Exercise aim |
Transcribe exactly the line containing "Each instance of the hanging rope" and each line after it, through the end of the entries, with nothing before or after.

Material for the task |
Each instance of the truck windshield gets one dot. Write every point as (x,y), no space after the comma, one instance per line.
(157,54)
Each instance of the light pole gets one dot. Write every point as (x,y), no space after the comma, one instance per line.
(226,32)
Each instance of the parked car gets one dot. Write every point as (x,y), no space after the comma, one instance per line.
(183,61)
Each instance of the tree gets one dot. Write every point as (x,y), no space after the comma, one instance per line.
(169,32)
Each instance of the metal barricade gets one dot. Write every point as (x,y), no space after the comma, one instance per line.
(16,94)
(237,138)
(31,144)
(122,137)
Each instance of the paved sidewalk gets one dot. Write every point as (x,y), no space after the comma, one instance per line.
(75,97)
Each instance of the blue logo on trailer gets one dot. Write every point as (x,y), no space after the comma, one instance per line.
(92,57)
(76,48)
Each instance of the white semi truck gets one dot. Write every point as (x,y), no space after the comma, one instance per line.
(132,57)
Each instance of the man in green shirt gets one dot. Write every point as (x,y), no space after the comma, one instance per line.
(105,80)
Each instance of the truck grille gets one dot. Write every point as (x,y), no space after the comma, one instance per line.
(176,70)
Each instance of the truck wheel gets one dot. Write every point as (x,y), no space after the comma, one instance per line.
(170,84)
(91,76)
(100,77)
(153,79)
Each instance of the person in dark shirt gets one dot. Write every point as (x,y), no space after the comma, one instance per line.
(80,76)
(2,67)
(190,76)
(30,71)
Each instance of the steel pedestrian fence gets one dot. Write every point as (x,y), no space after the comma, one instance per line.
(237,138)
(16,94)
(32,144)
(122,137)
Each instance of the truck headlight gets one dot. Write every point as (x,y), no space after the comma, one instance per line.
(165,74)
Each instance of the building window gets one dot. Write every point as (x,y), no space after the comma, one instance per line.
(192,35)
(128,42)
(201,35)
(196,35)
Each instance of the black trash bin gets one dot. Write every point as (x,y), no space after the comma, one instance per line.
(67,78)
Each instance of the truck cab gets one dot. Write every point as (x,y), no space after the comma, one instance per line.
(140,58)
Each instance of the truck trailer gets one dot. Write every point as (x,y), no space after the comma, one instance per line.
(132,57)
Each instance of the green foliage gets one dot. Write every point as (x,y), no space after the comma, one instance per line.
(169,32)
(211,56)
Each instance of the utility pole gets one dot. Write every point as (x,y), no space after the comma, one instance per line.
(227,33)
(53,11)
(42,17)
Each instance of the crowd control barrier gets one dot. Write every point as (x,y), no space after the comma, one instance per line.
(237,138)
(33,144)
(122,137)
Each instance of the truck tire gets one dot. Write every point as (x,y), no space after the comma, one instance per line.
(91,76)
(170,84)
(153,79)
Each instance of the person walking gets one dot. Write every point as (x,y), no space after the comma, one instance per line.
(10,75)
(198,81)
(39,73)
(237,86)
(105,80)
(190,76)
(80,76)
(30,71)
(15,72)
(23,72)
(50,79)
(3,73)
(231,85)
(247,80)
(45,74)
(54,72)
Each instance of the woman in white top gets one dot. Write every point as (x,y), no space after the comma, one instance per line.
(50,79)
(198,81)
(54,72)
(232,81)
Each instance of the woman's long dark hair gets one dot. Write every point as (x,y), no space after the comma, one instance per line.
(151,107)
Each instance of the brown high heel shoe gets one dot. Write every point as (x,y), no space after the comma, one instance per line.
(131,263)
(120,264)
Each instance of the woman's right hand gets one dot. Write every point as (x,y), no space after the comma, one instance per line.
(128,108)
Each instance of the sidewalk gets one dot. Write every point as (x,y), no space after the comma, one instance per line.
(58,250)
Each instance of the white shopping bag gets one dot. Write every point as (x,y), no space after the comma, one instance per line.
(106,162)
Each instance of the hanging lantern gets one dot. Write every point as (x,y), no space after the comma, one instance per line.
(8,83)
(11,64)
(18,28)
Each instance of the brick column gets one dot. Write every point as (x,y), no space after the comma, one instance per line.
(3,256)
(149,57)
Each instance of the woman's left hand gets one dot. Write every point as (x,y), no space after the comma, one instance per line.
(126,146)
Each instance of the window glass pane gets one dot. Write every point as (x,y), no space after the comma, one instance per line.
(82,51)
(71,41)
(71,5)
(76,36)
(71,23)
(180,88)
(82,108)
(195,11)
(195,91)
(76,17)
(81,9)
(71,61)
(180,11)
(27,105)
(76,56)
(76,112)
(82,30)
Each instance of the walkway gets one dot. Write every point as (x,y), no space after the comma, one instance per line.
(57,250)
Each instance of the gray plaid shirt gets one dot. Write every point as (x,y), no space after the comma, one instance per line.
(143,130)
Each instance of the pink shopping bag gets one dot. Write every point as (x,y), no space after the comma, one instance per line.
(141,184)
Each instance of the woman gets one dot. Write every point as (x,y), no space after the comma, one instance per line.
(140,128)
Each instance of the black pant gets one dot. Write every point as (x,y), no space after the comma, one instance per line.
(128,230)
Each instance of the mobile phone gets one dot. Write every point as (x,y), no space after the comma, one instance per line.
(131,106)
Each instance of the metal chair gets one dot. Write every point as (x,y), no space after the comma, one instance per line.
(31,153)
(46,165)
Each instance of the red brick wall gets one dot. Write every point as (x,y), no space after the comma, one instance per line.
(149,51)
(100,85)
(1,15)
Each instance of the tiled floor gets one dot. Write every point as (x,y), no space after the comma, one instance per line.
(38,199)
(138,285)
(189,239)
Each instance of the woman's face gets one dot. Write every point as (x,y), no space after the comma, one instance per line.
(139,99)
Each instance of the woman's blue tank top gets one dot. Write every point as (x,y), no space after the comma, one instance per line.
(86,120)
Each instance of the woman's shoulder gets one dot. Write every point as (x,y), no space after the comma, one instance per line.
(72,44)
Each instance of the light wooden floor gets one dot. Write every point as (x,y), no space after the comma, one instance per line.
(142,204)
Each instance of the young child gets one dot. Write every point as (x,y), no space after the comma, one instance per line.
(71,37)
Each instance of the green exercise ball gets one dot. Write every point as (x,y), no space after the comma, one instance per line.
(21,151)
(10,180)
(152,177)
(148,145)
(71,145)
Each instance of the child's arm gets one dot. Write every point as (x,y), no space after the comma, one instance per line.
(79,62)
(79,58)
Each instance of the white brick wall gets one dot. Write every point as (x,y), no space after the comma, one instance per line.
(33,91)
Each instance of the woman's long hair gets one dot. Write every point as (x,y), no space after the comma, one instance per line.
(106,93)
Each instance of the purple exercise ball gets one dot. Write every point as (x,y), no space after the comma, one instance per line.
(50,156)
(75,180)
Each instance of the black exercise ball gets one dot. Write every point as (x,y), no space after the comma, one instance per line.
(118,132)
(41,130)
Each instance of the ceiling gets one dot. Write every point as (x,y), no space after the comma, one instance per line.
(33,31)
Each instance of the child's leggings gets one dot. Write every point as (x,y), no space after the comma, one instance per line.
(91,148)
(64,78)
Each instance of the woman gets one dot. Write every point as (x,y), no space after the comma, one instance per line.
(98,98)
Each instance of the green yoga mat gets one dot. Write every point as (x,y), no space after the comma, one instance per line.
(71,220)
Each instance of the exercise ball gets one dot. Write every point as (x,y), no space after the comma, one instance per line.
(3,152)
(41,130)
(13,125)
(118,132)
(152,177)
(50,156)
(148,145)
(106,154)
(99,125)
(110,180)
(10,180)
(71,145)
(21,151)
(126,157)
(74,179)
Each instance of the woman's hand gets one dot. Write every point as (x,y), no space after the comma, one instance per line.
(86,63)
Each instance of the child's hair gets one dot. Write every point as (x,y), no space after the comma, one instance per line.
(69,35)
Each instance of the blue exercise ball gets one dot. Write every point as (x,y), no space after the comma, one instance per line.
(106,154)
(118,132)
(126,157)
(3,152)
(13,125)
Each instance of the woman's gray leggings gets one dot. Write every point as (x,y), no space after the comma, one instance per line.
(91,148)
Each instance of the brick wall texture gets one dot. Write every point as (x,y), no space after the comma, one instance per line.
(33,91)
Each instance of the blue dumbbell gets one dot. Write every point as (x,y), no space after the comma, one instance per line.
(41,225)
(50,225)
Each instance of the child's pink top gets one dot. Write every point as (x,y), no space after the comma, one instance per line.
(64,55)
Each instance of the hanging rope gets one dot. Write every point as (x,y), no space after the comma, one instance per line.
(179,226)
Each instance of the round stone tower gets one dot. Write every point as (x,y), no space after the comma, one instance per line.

Solved exercise |
Each instance of the hanging rope gets one dot. Write every point as (x,y), no space after the comma, one instance per line.
(179,226)
Each instance of the round stone tower gets one dot. Write every point as (x,y), no space after the comma, one instance per line.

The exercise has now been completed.